TASK STATEMENT: A bare count is the expected answer, namely the number of lines in the records that have the word "rock".

[Saved entries]
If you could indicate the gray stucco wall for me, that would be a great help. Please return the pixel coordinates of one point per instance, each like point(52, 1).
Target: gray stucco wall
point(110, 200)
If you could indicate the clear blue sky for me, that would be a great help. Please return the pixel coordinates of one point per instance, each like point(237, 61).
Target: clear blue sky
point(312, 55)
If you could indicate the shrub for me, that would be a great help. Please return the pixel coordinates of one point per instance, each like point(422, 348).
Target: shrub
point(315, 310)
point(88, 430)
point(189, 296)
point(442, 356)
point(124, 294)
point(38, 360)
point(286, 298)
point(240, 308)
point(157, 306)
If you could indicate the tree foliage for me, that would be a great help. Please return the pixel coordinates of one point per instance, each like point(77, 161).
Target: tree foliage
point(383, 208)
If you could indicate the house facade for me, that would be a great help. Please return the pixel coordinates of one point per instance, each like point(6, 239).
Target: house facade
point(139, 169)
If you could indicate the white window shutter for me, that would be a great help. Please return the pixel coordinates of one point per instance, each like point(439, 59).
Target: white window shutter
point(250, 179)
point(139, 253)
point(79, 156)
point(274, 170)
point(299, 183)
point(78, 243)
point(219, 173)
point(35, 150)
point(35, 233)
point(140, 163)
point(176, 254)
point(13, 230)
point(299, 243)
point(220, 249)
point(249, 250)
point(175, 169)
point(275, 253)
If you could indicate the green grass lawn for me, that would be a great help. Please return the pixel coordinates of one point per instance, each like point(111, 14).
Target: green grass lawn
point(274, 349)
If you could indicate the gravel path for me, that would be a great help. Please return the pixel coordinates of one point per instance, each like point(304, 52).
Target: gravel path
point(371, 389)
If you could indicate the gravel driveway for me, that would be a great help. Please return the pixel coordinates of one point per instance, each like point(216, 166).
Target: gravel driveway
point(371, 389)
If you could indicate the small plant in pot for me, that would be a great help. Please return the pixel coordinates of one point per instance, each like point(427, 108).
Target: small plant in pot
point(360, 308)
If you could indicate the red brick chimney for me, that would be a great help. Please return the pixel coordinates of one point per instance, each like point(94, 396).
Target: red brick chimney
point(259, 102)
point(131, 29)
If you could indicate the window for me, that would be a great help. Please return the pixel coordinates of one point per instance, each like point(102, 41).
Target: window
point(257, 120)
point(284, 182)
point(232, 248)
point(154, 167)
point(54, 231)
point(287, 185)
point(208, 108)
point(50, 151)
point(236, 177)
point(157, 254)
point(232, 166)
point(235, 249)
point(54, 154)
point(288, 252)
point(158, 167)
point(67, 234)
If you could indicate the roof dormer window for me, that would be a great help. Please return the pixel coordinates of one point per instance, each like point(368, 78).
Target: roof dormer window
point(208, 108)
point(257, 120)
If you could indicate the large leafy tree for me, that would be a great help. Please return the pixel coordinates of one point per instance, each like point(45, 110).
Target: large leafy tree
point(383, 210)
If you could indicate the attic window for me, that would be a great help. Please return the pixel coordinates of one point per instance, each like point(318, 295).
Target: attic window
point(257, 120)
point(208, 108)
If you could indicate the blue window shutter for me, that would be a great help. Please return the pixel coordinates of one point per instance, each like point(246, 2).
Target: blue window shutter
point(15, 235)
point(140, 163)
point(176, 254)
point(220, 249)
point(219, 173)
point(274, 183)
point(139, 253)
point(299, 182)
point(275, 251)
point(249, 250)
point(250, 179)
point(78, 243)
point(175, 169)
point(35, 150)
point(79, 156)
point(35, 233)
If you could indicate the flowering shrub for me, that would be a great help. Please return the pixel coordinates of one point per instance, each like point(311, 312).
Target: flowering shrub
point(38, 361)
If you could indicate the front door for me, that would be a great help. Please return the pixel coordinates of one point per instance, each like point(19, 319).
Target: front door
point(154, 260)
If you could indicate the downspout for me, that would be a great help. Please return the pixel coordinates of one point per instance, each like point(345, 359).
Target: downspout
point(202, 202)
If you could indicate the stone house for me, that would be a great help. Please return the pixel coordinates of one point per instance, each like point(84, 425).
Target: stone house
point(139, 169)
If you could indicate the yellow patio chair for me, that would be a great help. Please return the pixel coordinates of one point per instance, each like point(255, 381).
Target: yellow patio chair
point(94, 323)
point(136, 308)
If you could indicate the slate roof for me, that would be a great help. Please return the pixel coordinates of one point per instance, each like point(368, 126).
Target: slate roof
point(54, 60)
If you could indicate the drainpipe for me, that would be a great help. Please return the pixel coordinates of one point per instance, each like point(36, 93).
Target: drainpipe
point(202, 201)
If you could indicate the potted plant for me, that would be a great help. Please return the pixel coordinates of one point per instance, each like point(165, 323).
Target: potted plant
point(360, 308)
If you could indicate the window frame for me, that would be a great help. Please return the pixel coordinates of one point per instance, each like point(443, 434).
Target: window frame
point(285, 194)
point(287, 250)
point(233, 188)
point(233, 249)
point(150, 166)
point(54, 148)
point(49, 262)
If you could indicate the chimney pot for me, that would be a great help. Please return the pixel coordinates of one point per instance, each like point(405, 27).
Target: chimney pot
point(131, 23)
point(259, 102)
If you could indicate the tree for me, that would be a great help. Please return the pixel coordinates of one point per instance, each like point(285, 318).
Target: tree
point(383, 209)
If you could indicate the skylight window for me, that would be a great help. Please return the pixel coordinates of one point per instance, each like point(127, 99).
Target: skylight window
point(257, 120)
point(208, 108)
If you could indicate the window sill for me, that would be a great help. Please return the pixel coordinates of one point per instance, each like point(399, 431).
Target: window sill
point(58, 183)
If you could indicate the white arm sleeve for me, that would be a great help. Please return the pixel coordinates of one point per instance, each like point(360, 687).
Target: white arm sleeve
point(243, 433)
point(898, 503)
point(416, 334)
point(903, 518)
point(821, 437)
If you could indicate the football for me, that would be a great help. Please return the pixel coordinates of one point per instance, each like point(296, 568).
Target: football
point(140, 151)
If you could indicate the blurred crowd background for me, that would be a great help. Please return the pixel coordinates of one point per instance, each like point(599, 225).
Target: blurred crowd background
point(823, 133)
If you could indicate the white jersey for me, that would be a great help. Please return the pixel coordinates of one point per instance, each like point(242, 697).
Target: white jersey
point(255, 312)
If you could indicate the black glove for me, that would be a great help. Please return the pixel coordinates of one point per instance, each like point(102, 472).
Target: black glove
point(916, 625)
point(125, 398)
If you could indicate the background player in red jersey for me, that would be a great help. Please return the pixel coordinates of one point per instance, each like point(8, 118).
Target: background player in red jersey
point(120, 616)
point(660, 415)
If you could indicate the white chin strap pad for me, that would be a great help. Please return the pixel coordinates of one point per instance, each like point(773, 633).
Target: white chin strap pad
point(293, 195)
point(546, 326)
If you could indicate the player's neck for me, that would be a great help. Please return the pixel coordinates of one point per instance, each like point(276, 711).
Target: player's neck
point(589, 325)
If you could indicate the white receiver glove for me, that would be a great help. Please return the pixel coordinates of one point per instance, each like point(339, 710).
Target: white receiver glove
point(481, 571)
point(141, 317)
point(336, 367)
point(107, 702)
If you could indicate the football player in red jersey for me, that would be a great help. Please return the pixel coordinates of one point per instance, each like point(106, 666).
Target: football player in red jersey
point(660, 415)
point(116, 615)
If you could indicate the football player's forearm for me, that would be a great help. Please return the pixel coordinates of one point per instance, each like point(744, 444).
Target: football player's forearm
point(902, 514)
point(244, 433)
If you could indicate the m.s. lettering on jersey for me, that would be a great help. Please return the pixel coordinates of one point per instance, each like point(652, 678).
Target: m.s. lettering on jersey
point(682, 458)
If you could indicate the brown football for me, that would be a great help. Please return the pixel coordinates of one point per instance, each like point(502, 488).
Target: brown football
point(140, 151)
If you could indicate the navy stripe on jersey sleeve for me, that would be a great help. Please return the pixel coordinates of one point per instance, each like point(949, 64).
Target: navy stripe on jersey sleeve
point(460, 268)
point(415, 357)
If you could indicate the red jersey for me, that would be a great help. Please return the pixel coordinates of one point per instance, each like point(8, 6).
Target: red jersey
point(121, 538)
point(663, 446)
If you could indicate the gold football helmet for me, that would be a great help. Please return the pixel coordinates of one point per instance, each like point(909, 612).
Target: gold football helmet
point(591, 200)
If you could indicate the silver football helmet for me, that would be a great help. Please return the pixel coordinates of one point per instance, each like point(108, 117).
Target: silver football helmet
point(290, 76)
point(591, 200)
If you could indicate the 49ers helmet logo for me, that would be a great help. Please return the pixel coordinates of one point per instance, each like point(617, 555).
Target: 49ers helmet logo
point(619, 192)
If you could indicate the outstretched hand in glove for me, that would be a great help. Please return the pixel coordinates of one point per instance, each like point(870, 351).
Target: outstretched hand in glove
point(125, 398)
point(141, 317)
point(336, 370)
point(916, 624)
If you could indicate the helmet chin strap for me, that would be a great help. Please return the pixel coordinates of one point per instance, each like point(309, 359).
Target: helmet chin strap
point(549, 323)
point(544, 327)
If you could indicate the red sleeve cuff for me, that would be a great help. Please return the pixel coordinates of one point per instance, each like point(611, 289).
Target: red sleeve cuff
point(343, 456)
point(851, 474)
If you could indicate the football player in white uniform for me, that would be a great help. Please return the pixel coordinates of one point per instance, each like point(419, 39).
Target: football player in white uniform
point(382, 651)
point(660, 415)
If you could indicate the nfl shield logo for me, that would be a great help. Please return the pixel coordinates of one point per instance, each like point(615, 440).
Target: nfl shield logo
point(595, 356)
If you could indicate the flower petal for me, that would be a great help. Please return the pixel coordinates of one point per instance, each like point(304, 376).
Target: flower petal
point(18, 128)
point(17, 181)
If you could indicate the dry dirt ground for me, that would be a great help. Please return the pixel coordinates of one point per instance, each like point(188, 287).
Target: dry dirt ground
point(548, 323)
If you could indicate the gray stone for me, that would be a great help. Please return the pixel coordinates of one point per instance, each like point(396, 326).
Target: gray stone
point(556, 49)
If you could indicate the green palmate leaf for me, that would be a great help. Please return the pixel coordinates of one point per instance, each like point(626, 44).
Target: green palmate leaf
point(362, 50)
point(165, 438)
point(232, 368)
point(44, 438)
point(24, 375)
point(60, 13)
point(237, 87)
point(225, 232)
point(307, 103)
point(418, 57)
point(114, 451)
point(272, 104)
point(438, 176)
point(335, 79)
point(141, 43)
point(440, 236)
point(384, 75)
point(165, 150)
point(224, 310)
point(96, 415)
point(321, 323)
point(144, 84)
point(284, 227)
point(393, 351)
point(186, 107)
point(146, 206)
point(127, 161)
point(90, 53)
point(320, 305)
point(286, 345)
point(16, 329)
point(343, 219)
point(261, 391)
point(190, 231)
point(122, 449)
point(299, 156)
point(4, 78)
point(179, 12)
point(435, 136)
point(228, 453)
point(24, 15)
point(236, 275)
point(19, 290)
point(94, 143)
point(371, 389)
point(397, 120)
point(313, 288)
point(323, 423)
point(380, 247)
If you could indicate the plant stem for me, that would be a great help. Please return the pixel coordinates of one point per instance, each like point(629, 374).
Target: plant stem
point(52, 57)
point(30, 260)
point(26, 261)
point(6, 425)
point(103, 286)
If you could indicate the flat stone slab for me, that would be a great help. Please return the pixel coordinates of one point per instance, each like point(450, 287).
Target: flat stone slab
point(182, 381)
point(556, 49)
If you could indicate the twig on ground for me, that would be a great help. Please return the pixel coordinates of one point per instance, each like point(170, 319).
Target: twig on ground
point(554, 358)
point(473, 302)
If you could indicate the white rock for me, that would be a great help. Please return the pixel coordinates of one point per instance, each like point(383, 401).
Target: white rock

THE COMPLETED TASK: 2